GIVEN INFORMATION:
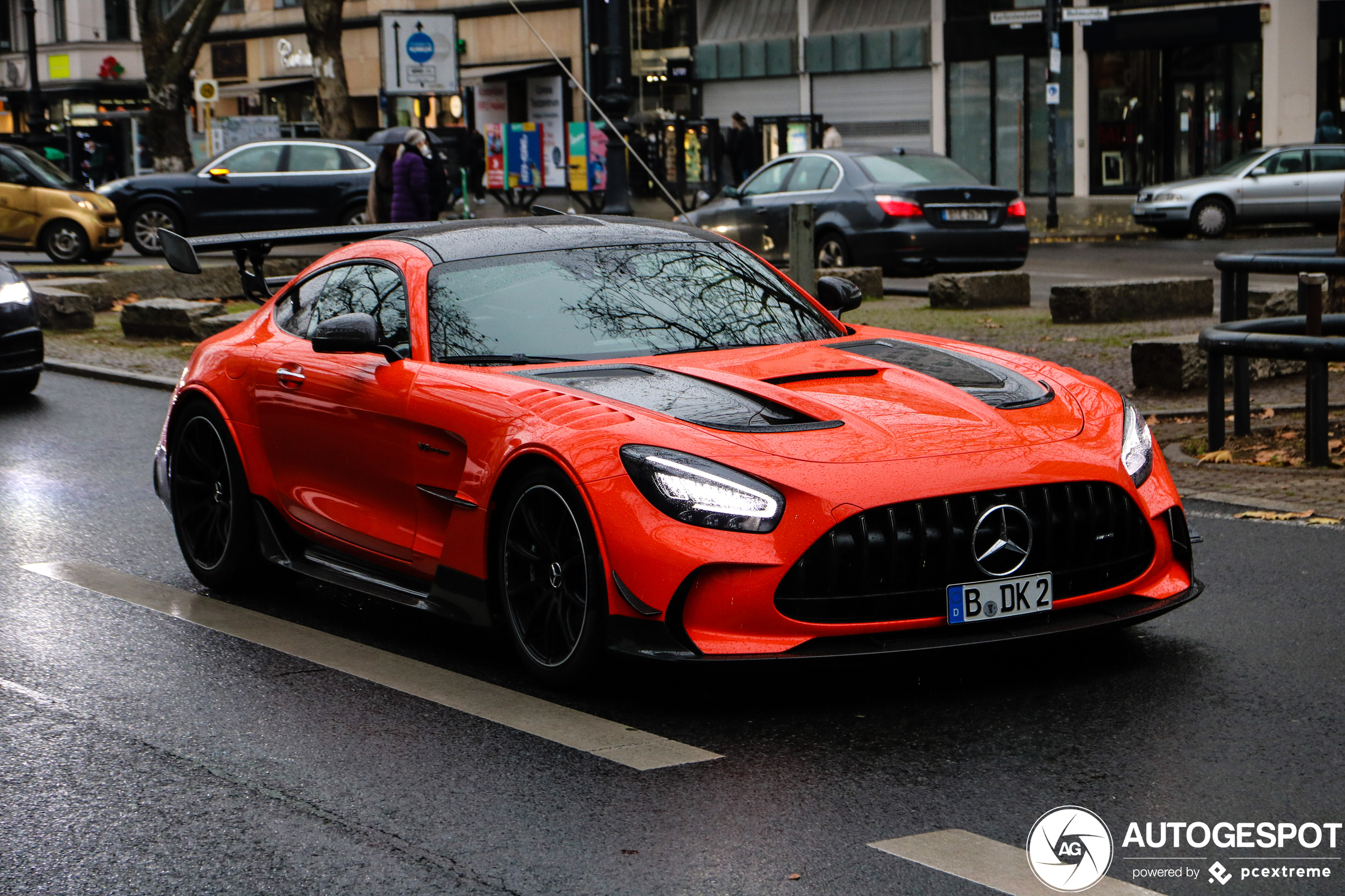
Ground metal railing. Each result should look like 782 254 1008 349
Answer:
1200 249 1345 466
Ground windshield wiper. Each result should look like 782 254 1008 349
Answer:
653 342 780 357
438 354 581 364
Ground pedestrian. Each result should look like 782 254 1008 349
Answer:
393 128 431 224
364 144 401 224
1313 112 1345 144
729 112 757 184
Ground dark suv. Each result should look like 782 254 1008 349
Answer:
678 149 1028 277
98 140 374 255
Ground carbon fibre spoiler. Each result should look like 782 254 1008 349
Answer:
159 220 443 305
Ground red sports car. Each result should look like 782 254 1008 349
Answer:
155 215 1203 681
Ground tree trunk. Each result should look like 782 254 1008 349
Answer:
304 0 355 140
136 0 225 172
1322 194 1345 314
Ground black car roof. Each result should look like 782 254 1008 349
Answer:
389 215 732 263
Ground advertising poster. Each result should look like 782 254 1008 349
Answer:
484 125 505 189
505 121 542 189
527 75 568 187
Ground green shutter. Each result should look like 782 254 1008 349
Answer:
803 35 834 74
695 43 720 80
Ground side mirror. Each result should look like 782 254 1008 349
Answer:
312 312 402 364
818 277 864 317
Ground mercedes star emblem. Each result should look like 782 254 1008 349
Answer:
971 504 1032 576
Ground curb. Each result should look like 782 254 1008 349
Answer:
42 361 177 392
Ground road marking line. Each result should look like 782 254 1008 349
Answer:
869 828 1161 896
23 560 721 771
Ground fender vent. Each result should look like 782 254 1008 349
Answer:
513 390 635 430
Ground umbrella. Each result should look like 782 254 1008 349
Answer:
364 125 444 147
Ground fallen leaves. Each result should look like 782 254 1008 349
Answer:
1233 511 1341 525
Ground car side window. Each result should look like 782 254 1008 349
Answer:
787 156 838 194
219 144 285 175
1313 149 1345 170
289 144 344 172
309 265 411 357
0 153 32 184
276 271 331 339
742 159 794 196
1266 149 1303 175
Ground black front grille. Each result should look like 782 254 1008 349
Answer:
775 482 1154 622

REQUIRED TASK:
Rewrite all of the material above without the pictures, replacing every "Ground" with "Locate" and changing nothing else.

EXERCISE RESPONSE:
Locate metal railing. Each result should look like 782 254 1008 349
Answer:
1200 249 1345 466
Locate windshield wiper. Each result should look like 782 254 1008 349
Answer:
653 342 780 357
438 354 581 364
Locate pedestrian. Each result should look like 782 254 1008 349
Answer:
393 128 431 224
364 144 401 224
1313 112 1345 144
729 112 757 184
Locate dark suv. Each result should look like 782 254 1008 349
Answer:
678 149 1028 277
98 140 374 255
Locate carbon fibre spoiler. Each result should look like 782 254 1008 349
Answer:
159 220 443 305
Locate red sports car. Each result should look like 782 254 1008 349
Answer:
155 215 1203 681
Locate tree trunk. Each result should look like 782 254 1008 349
Answer:
304 0 355 140
136 0 225 172
1322 194 1345 314
Locate black car roof. Each result should look like 782 254 1008 349
Answer:
389 215 732 263
Locate advertising poster. Each result should look like 782 254 1008 349
Answer:
484 125 505 189
505 121 542 189
527 75 568 187
Locate green shutter. Each result should look like 782 254 1008 349
Answer:
803 35 834 74
695 43 720 80
Locate side mirror. Each result should look like 782 254 1008 349
Answer:
312 312 402 364
818 277 864 317
Locate mercedes star emblem. Each result should look like 782 254 1008 349
Answer:
971 504 1032 576
Locate curb. Each result should look like 782 254 1008 349
Answer:
42 361 177 392
Locate road marking line. Each result should look like 782 254 1008 349
Answer:
869 828 1161 896
23 560 721 771
Locate fender vent. Each result should look like 782 254 1008 349
Answer:
513 390 635 430
Locate umbrella. Each result should look like 782 254 1008 349
Answer:
364 125 444 147
Locate fallen leaves. Each result should look like 782 254 1008 349
Answer:
1233 511 1341 525
Locate car side window. Each result should look like 782 254 1008 349
Answer:
787 156 838 194
219 144 285 175
1313 149 1345 170
289 144 344 172
309 265 411 357
0 153 32 184
276 271 331 339
742 159 794 196
1266 149 1303 175
Locate black front grille. Each result should look like 782 254 1008 349
Answer:
775 482 1154 622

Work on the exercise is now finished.